[Task to complete] Pick out every line below that contains the word "crowd" and copy each one in full. Case counts.
## Begin Recorded data
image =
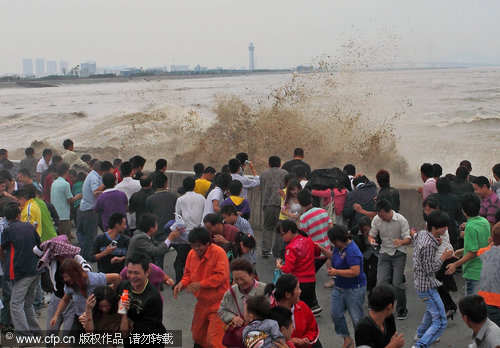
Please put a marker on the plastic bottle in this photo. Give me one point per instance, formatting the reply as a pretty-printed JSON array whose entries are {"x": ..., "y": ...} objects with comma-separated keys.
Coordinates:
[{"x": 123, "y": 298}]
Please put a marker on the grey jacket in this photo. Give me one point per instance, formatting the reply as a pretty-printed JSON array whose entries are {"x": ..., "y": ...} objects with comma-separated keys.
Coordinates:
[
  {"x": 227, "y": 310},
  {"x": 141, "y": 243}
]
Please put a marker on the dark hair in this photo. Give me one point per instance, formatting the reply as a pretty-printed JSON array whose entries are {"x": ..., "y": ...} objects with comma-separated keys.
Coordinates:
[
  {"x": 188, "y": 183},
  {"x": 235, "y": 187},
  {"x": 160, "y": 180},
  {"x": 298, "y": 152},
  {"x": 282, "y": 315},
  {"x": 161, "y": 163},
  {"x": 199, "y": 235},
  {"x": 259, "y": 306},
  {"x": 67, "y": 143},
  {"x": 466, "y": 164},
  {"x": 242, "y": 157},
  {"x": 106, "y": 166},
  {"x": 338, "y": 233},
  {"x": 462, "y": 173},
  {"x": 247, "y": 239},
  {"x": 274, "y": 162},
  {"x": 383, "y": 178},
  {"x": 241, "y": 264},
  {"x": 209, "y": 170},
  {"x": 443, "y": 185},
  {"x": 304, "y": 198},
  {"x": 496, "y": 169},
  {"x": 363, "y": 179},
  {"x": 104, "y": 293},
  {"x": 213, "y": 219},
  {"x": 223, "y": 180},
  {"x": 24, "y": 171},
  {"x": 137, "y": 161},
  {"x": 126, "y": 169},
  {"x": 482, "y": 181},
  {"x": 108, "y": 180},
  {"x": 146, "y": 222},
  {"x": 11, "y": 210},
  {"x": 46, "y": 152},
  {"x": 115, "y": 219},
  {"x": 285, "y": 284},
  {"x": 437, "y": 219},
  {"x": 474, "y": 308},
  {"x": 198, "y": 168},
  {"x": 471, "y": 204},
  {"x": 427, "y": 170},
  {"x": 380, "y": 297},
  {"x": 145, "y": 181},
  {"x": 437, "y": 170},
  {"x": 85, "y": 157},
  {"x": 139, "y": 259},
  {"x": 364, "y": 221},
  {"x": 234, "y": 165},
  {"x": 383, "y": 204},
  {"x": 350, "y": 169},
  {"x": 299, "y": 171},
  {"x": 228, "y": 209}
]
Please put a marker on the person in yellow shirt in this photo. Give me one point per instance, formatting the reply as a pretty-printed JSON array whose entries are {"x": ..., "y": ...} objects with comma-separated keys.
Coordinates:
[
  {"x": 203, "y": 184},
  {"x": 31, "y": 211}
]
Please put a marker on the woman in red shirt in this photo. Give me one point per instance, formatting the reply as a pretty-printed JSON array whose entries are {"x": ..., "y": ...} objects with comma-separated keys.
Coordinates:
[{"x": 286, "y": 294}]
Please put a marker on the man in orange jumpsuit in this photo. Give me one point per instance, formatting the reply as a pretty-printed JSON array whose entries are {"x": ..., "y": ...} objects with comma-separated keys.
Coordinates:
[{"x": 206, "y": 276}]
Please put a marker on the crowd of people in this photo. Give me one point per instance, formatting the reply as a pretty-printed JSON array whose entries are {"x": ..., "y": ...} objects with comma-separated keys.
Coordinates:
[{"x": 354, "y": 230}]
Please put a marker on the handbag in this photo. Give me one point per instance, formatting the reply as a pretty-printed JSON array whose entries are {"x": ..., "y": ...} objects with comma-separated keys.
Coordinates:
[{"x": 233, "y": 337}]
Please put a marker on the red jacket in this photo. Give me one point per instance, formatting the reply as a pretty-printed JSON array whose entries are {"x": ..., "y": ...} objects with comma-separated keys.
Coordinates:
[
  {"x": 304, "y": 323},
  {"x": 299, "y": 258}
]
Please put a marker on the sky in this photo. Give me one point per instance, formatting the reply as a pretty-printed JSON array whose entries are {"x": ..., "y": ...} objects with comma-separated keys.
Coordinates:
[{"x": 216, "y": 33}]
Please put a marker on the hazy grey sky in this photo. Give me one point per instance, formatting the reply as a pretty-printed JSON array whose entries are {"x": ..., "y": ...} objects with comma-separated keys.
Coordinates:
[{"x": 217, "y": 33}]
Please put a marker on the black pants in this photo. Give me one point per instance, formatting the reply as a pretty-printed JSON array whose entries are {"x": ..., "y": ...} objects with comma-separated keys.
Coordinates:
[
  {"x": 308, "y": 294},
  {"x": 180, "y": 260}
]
## End Recorded data
## Begin Recorded data
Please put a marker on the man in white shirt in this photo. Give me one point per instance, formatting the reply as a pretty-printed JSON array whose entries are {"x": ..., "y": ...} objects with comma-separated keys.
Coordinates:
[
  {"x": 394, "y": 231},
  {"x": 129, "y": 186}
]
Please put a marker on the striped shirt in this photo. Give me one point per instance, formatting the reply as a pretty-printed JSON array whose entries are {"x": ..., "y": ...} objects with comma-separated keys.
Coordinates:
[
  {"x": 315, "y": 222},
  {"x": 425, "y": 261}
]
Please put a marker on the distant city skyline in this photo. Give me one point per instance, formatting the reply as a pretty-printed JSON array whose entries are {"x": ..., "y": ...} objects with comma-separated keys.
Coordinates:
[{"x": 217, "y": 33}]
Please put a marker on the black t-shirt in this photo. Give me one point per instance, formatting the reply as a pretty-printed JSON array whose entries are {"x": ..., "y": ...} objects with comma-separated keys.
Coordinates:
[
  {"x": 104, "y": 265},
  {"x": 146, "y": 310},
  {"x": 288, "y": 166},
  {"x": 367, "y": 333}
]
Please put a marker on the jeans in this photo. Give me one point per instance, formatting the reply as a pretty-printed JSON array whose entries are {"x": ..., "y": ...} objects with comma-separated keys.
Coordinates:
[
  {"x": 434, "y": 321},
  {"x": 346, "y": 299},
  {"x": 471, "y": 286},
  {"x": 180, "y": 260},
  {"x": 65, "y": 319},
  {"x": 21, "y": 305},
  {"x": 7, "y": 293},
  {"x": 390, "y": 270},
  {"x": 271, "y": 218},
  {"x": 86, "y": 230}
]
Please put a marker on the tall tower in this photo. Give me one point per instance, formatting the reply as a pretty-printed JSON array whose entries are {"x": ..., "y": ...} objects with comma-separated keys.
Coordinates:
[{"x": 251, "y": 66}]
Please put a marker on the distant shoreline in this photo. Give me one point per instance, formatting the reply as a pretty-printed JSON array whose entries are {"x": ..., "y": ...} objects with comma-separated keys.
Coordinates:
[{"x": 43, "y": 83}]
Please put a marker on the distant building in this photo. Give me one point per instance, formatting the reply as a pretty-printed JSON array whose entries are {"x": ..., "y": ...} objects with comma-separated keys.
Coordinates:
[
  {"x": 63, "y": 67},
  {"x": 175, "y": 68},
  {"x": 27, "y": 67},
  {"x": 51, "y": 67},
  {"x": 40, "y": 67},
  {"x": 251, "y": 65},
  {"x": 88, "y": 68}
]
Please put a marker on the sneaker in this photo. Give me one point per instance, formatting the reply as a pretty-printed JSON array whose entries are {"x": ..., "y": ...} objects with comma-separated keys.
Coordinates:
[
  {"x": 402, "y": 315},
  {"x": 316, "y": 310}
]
## End Recorded data
[Response for this exercise]
Please put a marker on the crowd of people in this photo. Give me one point per instance, formatting the reply as a pretty-printed JSON array whose entries are {"x": ..., "y": ...} objects with comma-separated keys.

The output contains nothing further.